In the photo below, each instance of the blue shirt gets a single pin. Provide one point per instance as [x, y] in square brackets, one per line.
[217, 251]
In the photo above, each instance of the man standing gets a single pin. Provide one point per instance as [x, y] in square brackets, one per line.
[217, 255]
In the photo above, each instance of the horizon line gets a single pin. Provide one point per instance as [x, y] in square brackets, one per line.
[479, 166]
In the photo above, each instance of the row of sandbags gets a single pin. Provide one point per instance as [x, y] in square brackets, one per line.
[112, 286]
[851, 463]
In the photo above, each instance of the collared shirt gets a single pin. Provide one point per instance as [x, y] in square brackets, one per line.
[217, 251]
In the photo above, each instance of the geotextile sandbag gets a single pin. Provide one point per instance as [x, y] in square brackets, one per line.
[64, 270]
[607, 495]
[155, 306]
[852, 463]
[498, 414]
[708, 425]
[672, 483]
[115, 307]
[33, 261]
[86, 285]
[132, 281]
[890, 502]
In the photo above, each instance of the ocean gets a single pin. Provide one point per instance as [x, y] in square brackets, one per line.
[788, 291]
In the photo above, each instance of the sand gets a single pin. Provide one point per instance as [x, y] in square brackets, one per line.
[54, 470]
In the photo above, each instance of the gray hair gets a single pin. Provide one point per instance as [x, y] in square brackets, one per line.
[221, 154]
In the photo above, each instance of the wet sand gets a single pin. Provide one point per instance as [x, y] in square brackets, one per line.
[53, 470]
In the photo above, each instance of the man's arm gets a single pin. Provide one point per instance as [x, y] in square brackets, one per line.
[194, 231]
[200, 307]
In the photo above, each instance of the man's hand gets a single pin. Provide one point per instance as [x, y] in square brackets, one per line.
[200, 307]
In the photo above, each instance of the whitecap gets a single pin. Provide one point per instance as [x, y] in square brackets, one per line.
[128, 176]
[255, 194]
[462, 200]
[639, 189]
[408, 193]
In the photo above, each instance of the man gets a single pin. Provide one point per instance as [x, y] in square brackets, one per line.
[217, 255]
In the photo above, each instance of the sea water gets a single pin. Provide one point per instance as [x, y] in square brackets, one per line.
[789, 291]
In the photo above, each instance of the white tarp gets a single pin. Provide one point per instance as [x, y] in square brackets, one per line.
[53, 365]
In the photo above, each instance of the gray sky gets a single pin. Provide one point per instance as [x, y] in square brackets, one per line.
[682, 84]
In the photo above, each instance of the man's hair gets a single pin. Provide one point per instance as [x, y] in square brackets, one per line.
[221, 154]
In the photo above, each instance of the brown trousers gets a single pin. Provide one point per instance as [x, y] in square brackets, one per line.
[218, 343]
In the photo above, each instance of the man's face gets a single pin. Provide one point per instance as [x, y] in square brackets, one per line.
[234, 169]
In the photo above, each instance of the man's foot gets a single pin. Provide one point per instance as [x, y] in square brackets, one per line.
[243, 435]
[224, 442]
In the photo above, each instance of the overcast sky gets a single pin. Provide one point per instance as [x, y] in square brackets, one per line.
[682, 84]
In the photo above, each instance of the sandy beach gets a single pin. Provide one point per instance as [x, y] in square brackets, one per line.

=== Set exercise ===
Reproduce verbatim the lines of the listing above, from the line with "In the photo above, each instance of the gray sky" up to and including the final line of the listing.

=== Written response ===
In the photo above, each instance of the gray sky gets a single pin. Provide one point per instance as [x, y] in square brackets, one per line.
[682, 84]
In the photo above, each instance of the man's hair gets a single pin. Provide one point per instance as [x, y] in square brackets, one per line.
[221, 154]
In the photo above, each instance of the brown trousers gets a single pin. Provide one point per instance as [x, y] in square brackets, one per line.
[218, 343]
In the photo above, each instance of the man's face gets a single pin. Provide one point per instance as [x, y] in square brackets, one per line.
[234, 169]
In the photo above, each instance of the man's foot gets a single pin. Provide one point per instance as [x, y] in square brackets, one per line.
[243, 435]
[224, 442]
In the photo above, each instance of the overcast sky gets a single pin. Provide one point per instance as [x, y] in square brackets, one per line.
[682, 84]
In the photo above, each instance of the sandy beach gets a single pin. Provide one point per instance as [x, y] in square brackets, one per line.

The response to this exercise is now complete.